Your goal — The records that follow are to be given again exactly.

Stored records —
◇ ◇ ◇ ◇

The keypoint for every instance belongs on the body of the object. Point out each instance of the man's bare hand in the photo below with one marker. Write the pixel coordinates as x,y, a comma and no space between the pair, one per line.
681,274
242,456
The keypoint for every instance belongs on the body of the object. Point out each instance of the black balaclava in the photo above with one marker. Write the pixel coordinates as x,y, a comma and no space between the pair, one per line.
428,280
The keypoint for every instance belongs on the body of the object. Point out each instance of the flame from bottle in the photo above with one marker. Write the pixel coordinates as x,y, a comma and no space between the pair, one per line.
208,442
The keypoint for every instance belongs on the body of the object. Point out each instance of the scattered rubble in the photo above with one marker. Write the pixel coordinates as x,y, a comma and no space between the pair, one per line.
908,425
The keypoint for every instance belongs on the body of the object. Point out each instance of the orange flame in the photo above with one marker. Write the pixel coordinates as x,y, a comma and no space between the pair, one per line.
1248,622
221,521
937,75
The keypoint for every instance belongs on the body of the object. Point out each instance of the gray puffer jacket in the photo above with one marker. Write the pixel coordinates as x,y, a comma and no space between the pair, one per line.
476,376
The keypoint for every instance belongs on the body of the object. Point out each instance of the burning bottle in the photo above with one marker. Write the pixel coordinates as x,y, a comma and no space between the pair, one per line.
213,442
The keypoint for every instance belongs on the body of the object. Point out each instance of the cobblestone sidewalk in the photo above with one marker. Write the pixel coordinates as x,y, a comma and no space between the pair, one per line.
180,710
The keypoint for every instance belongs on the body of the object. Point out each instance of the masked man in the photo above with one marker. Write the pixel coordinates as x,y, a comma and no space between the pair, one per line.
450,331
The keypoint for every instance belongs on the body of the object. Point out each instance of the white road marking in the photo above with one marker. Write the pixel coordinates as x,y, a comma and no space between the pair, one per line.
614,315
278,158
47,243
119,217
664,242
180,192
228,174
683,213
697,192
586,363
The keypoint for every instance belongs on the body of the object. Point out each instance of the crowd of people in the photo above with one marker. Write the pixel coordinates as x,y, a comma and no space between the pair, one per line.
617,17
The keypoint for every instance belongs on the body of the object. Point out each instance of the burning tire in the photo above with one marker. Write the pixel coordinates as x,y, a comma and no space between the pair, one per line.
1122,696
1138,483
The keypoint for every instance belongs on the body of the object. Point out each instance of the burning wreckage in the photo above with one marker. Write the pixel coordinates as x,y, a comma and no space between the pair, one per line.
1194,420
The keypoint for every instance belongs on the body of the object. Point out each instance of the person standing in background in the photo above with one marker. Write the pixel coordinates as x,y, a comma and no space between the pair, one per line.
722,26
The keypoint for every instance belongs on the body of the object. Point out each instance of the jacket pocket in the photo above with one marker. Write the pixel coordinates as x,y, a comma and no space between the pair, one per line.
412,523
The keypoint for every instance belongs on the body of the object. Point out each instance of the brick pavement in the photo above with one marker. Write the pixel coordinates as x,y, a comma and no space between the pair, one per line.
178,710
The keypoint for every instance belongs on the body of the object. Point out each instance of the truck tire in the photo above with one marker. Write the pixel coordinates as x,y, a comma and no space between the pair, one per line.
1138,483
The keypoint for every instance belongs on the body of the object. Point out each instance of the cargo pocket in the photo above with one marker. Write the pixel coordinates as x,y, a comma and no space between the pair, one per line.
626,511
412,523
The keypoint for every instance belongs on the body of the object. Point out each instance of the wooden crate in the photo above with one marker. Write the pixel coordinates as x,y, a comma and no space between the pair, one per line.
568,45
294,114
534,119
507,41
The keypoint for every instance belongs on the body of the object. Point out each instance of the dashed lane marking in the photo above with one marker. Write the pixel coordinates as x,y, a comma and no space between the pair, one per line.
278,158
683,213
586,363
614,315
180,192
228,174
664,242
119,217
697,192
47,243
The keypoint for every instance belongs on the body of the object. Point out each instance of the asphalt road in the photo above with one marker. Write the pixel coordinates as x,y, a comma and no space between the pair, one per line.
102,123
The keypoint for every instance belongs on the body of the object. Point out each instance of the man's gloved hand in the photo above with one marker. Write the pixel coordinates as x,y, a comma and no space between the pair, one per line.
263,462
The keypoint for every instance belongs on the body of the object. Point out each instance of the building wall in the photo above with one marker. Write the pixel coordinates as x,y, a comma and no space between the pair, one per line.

◇ ◇ ◇ ◇

Output of the task —
The keypoint for every instance belongs on the body of the object. Point out each instance of the man's bare hand in the photo below with one marker. Write the pixel coordinates as x,y, a comma and no space between the pair, one per line.
681,274
242,456
The keypoint for every instance belongs on the body of the object. Point out each instance of the black balaclava in the photo above with one marker. Write the pixel coordinates as x,y, a comma and no space between the pair, one per line.
428,280
The keypoint for every instance belongs on the body of the object. Point out each instance of the flame from bottle in the photo above with one marker. Write the pixel coordinates as x,y, a comma and no space between the pair, one per line.
208,442
The keypoint for every instance belongs on the body of the object. Point out each instance of the scattered rubble in the photo above with one marker. Write the pixel coordinates as x,y, a comma and no space between the pair, one per line.
908,425
The keypoint for every instance belongs on the body of the object. Point out each instance of the orange flame in the photo above with one marker. Write the pixel coordinates as x,y, a comma and no space between the pair, one per line.
1248,622
221,521
937,75
The keypoint for every instance belongs on the body of the object. Point out each instance of the gray puffer jacket in the photo above with one marker. Write the pixel coordinates as x,y, a comma and no space between the pair, one per line.
476,376
The keypoint for every instance belongs on the body of the object. Point out each instance of the burning bottle in the photo above with one marker. Write the pixel coordinates as x,y, a comma and no space between the pair, one per line.
213,442
The keypoint for every instance belongs on the body of the object. Point out each instance of the cobblestone sidewalk in the photo above with one marker. Write the pixel coordinates as x,y, a comma and no space between the pair, one per line.
180,710
The keypoint for every instance belongs on the body of the object. Point out each instance of the masked man in the photo above with one marker. Write the pixel coordinates as x,y, a comma and no space between the pair, one per line.
450,331
The keypoint for every instance belongs on the body of the object. Point out each instance of the white road marking in the photo above with one marker. Write the pixel coordinates as x,y, a comma and no space between the pair, one per line.
614,315
278,158
47,243
119,217
664,242
180,192
228,174
683,213
697,192
586,363
The keypoint for every instance belongs on the body of the object. Point out each instance of the crowd of people in the photo above with one marker. Write the pixel coordinates as x,y, a comma and no space between the pair, one per line.
617,17
The keypoint for every instance belongs on the body of the object. Point out each instance of the burning tire in the photo above with one marker. Write the pixel coordinates as x,y, a comma and no space between the pair, one per line.
1122,696
1138,483
The keypoint for every instance belongs on the body of the object. Point out each instance of the burning wreckage in the photo above with one marker. Write the pixel coordinates as x,y, a comma and no space between the pair, one per line.
1194,420
The keypoint for every instance belongs on the body of the object. Point out each instance of the person standing in background in the photo above with one marker. Write the pixel coordinates as x,y, a comma and no space between the pair, one per line.
722,26
The keypoint for every instance belongs on the body of the object. Point out each instance of the jacket pocket in the photo above with one marker. Write the pixel coordinates as x,y, a comma and no space between the pair, one per line.
412,523
The keypoint for every instance belongs on the body of the object. Point out each instance of the brick pavement in the photo above with one marker. Write the pixel coordinates as x,y, a comma and no space between the pair, one per line.
178,710
The keypoint for every instance belongs on the body of the object. Point out each instance of the truck tire in the photo above with one marker. Write the pixel coordinates as x,y, a comma and no space between the pair, one per line.
1138,483
The keypoint for every instance belongs on the body of the object. Point out each instance of the cargo pocket in the photo above with one marker. Write the pixel coordinates as x,y, a comma and no space between the pair, one per line.
626,511
412,523
The keypoint for every instance belongs on the body of the object. Point out each instance of the wooden crate in the photo above with one marker. Write the pixel coordinates as x,y, a comma and no space between the pair, one per line.
568,45
294,114
534,119
507,41
The keypoint for every instance belongs on the body of the object. Point out each instance of the dashed lane marking in the photo above with one marker. Write the pixel coordinates as x,y, a comma and no space between the pair, one per line.
278,158
683,213
586,363
614,315
180,192
228,174
664,242
119,217
697,192
47,243
The keypoint for every instance belongs on the body of the object. Point out each instance of the asphalt road in the photo above with one marker. Write the pixel coordinates as x,y, a comma and no space between the pair, one per line.
102,123
The keypoint for every instance belongs on the body of the object. Point out each instance of the man's gloved hand in the photo above with one marker. Write the pixel coordinates as x,y, a comma and no space between the pair, one per line.
263,462
The keypoint for every instance belongs on the body of the object. Point out each instance of the building wall in the photo above with one marker. Write the pixel coordinates as x,y, a comma and no space between the pair, one per line.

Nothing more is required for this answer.